**What you need to do**
Please recast everything from the line containing "Practice step: point at the green leaf" down to the last of the rows, both ends included, as a Markdown table with the columns Number and Line text. Give each non-blank line its own entry, numbered in order.

★ ★ ★ ★

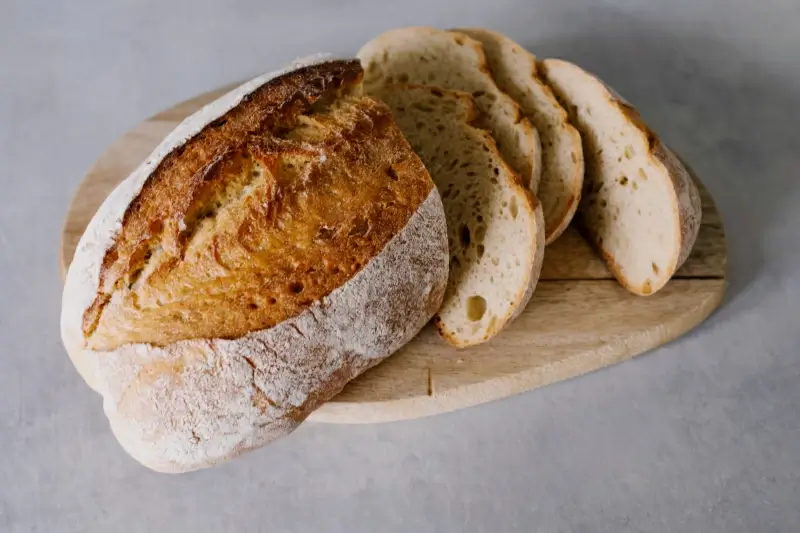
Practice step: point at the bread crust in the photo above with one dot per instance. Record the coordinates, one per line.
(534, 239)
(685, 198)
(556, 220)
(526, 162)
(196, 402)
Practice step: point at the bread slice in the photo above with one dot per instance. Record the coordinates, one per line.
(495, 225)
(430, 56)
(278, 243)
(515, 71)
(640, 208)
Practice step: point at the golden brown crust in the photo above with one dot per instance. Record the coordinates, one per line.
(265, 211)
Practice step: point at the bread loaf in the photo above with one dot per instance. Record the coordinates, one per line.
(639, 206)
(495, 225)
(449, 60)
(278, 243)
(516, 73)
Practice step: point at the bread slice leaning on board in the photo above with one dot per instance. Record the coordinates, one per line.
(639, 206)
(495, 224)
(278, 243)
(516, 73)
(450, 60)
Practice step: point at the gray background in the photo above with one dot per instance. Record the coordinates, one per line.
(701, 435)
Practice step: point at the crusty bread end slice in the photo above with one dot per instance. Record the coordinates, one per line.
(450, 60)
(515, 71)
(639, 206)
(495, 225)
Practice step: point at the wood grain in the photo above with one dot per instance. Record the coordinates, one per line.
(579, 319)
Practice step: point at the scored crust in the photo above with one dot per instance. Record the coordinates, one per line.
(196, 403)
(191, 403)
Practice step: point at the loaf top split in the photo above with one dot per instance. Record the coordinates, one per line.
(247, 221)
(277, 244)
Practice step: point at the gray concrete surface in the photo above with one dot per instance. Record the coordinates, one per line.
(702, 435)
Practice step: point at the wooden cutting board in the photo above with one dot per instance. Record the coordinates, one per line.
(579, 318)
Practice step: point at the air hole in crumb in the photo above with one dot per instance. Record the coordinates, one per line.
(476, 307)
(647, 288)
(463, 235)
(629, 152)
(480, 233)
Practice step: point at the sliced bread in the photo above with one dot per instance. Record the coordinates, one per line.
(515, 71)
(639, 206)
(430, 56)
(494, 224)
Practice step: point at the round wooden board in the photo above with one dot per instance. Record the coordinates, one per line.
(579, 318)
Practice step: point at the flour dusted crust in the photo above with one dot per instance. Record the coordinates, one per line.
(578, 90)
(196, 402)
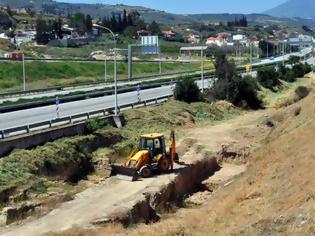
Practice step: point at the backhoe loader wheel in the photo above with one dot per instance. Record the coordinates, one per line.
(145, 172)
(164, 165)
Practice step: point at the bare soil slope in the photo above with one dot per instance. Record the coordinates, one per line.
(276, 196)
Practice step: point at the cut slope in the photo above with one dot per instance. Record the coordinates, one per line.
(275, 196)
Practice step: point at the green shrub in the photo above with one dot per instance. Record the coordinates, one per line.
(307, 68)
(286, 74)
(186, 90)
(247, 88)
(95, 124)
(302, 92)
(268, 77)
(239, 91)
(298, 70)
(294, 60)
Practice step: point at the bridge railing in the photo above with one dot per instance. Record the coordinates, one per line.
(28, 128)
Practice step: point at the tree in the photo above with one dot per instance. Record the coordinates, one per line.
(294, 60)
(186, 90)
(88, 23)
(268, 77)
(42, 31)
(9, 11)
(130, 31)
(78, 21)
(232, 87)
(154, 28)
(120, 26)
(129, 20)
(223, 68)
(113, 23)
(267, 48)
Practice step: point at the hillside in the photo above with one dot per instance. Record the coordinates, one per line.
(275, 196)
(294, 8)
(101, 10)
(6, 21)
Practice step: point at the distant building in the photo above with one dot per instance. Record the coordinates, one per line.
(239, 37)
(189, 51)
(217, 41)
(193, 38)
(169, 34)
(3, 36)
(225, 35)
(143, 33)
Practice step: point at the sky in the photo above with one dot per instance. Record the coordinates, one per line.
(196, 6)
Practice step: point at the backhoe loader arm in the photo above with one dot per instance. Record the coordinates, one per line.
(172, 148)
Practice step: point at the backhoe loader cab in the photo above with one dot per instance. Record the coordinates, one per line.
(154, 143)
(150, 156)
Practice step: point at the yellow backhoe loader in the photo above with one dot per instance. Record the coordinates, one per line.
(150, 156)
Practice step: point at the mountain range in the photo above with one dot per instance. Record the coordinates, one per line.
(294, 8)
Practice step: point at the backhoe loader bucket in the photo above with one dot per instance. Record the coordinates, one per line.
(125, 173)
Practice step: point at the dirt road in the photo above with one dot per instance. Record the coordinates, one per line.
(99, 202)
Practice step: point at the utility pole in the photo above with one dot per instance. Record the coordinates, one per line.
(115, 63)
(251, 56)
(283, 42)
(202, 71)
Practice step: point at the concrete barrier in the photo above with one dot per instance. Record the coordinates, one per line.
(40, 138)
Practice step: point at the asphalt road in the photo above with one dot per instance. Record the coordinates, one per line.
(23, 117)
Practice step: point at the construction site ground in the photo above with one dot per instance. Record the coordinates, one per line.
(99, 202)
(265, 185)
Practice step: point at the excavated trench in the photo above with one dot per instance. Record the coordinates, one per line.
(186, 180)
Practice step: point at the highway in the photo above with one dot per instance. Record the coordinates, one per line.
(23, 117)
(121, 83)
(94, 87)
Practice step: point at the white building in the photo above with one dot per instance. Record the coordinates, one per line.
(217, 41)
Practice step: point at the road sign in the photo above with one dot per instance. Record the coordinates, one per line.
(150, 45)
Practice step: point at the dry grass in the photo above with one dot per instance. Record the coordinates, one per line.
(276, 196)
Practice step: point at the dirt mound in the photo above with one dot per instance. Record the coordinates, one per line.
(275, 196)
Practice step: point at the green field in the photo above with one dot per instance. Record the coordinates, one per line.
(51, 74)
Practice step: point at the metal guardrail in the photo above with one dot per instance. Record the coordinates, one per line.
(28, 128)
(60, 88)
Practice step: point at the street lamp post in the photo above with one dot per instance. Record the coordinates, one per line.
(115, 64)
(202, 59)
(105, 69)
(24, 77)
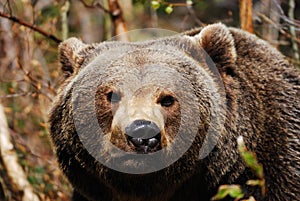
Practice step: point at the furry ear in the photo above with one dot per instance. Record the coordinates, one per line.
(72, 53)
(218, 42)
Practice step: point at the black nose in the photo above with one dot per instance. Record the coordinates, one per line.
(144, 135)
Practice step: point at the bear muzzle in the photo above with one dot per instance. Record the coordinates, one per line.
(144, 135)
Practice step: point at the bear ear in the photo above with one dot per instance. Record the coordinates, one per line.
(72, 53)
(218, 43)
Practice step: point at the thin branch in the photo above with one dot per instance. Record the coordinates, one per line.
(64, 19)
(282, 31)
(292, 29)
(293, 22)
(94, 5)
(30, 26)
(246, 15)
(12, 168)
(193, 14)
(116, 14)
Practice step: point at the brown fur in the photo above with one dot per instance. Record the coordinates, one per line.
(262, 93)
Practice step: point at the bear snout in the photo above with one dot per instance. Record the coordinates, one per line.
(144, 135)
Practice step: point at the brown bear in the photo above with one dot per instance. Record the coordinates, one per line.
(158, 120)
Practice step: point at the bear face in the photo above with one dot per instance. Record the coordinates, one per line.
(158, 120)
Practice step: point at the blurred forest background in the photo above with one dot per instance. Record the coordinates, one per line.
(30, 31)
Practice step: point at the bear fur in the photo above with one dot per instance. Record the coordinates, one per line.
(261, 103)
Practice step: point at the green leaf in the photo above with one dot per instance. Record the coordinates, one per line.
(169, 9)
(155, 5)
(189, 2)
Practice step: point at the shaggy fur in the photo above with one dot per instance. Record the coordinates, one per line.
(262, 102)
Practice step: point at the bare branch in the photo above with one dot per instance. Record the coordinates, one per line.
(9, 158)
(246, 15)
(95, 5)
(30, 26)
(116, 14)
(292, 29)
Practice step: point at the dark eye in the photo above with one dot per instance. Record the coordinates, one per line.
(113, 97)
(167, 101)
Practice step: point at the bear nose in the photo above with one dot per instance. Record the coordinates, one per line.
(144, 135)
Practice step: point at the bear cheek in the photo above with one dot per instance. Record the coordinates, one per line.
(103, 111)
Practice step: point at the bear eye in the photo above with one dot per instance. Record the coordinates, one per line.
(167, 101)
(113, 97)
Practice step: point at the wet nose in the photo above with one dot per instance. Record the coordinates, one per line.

★ ★ ★ ★

**Reply**
| Number | Line text |
|---|---|
| 1 | Practice step: point at the green leaf in the photo above with one dot per instance. Record the coordinates, one per line. |
| 2 | (169, 9) |
| 3 | (155, 5) |
| 4 | (189, 2) |
| 5 | Practice step: point at the shaggy fur in the photo above with one dot per instance. Record the coordinates, one per line. |
| 6 | (262, 102) |
| 7 | Practice step: point at the bare branch in the photo above with one dot per instance. Record the coordinates, one per line. |
| 8 | (9, 158) |
| 9 | (246, 15) |
| 10 | (95, 5) |
| 11 | (30, 26) |
| 12 | (116, 14) |
| 13 | (292, 29) |
| 14 | Practice step: point at the dark eye in the photo above with one dot per instance. Record the coordinates, one per line. |
| 15 | (113, 97) |
| 16 | (167, 101) |
| 17 | Practice step: point at the bear nose in the photo above with one dot per instance. Record the coordinates, one per line. |
| 18 | (144, 135) |
| 19 | Practice step: point at the bear cheek in the photo above with one dot per instance. Record the coordinates, one per line. |
| 20 | (103, 111) |
| 21 | Practice step: point at the bear eye in the photo above with one dot per instance. Record the coordinates, one per line. |
| 22 | (167, 101) |
| 23 | (113, 97) |
| 24 | Practice step: point at the wet nose in the photo above with one dot per instance. Record the coordinates, one per line. |